## TEXT EXCERPT
---*---

Ragi

Ragi

Latin name: Eleusine coracana

Other names: finger millet 

Uses: grain, flour, beverage

What is ragi?

Ragi is an ancient grain celebrated as a superfood in contemporary foodscape. With its rustic flavor and nutritional prowess, the humble millet adds a touch of earthiness to every dish. Also known as finger millet, as its ears resemble fingers, ragi is a gluten-free powerhouse. It is a valuable subsistence crop due to its resilience to drought and ability to grow in poor soils. For many communities, in difficult terrains across Africa and India, ragi offers food security.

Why is ragi healthy?

Ragi is a nutrient-dense grain that provides a rich source of dietary fiber, promoting a feeling of fullness. Packed with essential amino acids, it serves as a complete protein source which makes it a good choice for vegetarians. Ragi's low glycemic index helps to maintain steady blood sugar levels, while the presence of calcium, iron, and other minerals contribute to bone health and prevent anemia. It is high in antioxidants like polyphenols and flavonoids that can reduce inflammation and disease risk. The fiber in ragi promotes the quantity and diversity of gut bacteria.

What does ragi taste like?

Ragi’s flavor is mildly nutty and earthy, with a subtle sweet hint. The taste can vary depending on how it's prepared and the ingredients it's paired with. When used in dishes like porridges, ragi contributes a hearty and comforting essence.

---*---

## DATASET CONTENT
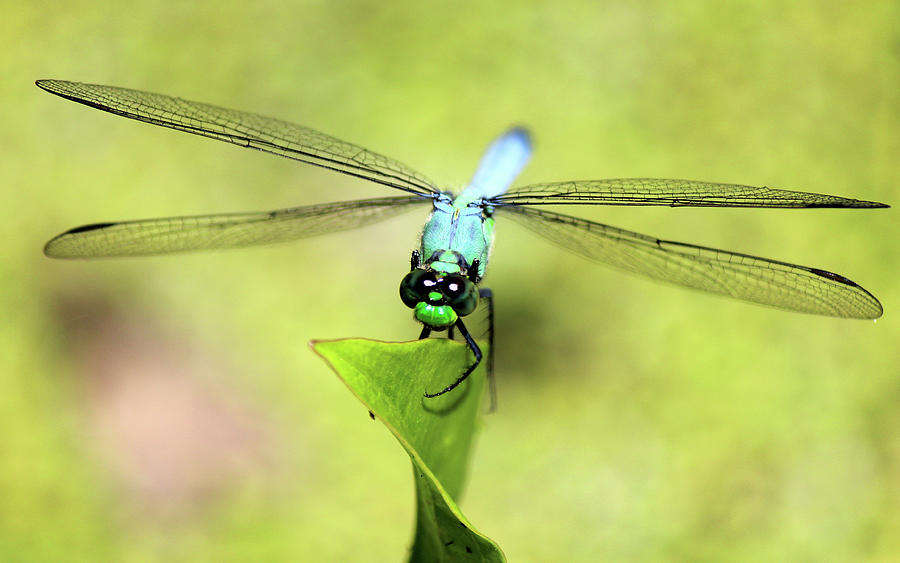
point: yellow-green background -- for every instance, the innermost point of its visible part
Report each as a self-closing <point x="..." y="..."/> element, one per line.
<point x="169" y="409"/>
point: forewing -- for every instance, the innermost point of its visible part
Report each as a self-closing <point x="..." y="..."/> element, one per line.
<point x="751" y="278"/>
<point x="245" y="129"/>
<point x="207" y="232"/>
<point x="673" y="193"/>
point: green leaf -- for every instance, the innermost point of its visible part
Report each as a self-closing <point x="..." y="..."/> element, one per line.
<point x="390" y="380"/>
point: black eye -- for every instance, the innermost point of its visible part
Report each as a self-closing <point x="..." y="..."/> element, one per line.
<point x="461" y="294"/>
<point x="416" y="286"/>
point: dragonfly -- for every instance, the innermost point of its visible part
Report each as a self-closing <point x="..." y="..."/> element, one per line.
<point x="443" y="284"/>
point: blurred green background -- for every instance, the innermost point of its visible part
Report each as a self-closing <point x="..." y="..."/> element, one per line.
<point x="169" y="409"/>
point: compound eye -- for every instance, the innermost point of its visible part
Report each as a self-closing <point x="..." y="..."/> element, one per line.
<point x="460" y="292"/>
<point x="416" y="286"/>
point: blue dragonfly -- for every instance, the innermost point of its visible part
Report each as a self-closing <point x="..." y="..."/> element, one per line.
<point x="443" y="283"/>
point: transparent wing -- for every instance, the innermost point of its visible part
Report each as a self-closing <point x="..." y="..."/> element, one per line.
<point x="673" y="193"/>
<point x="247" y="130"/>
<point x="206" y="232"/>
<point x="768" y="282"/>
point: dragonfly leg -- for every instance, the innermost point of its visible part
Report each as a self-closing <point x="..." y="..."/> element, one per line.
<point x="475" y="350"/>
<point x="488" y="296"/>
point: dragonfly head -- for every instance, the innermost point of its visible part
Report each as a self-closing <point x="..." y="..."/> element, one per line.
<point x="438" y="299"/>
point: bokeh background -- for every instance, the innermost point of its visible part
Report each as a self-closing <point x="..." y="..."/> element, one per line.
<point x="169" y="409"/>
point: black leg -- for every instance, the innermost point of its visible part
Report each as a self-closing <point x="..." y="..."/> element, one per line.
<point x="488" y="296"/>
<point x="475" y="350"/>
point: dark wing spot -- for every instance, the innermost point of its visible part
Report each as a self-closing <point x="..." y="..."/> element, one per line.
<point x="833" y="276"/>
<point x="91" y="227"/>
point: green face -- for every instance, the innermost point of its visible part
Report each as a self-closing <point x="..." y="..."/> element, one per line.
<point x="438" y="299"/>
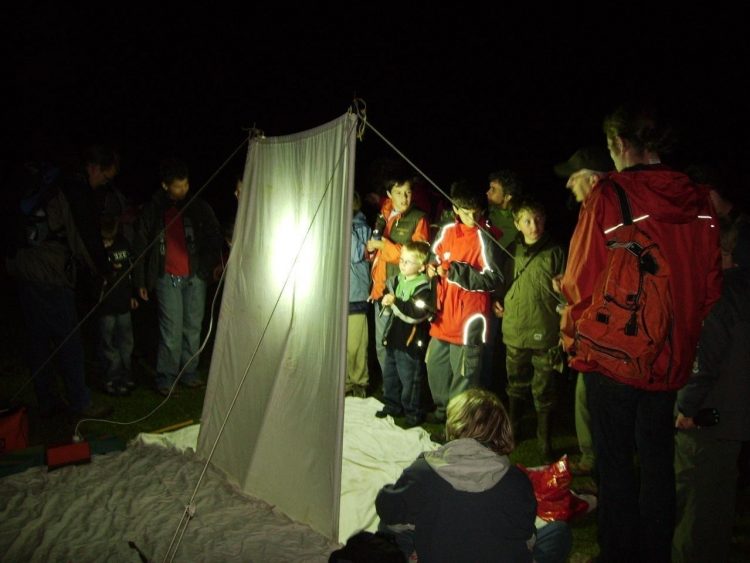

---*---

## YOUR OBJECTIVE
Extend the ragi profile above with a further passage that picks up after its last sentence.

## EXPECTED OUTPUT
How do I use ragi?

Ragi's versatility shines in both sweet and savory dishes. From hearty porridges to crunchy snacks like biscuits, crackers, and beverages, ragi finds its way into breakfast, lunch, and dinner. To make a nourishing ragi porridge, mix ragi flour with plain water or milk to avoid lumps and cook over low heat while stirring continuously until it reaches your desired consistency. Ragi pancakes, muffins, or cookies are made by blending ragi flour with other flours and adding sweeteners or flavorings.

What does ragi pair with?

Pairing ragi with yogurt and fruit makes for a nutritious breakfast or  snack. It can be made into a smoothie with buttermilk or milk of your choice. Buttermilk, yogurt, honey and fruits can be added to the porridge according to individual preferences.  Experiment with ragi in soups, stews, or even as a thickening agent for sauces. Its nutty flavor and distinctive texture can add depth to a variety of recipes.

Where does ragi grow?

Born of the East African highlands, ragi was first recorded about 5,000 years ago. It has been cultivated for centuries in countries including Africa, Asia, and parts of Central America.

Fun ragi fact:

Ragi is sometimes described as "dancing grain" because its dry grains are so light that they tend to flutter on a plate.